Whatever appears in the records, retype it exactly, except for the pictures.

---*---

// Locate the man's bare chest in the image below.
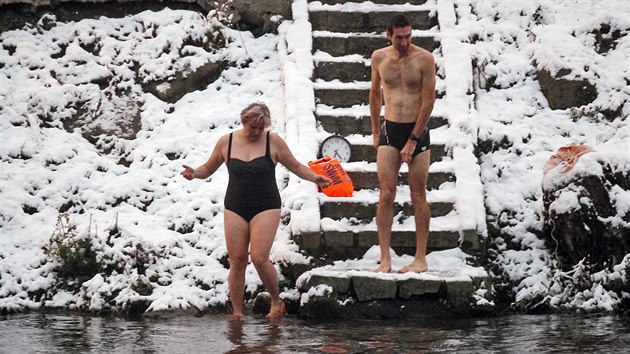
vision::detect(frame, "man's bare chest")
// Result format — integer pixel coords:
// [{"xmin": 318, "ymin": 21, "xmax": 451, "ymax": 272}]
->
[{"xmin": 379, "ymin": 59, "xmax": 423, "ymax": 90}]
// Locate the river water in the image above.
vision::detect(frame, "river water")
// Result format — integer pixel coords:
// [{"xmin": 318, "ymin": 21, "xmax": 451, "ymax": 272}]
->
[{"xmin": 1, "ymin": 312, "xmax": 629, "ymax": 353}]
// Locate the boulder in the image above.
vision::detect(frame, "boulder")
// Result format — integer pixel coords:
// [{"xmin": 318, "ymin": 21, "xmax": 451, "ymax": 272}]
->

---*---

• [Worked solution]
// Locate the man's bare chest in the image below.
vision::detect(frame, "man's bare chest")
// Result format — integer pixel coords:
// [{"xmin": 318, "ymin": 21, "xmax": 451, "ymax": 272}]
->
[{"xmin": 379, "ymin": 59, "xmax": 423, "ymax": 90}]
// Locate the river water in the image above.
vision::detect(frame, "river water")
// Result format — integer pixel coords:
// [{"xmin": 318, "ymin": 21, "xmax": 451, "ymax": 272}]
->
[{"xmin": 1, "ymin": 312, "xmax": 629, "ymax": 353}]
// Locate the boulder in the image above.
vision::detect(frame, "boulder")
// Result format — integer pixel coords:
// [{"xmin": 318, "ymin": 21, "xmax": 451, "ymax": 272}]
->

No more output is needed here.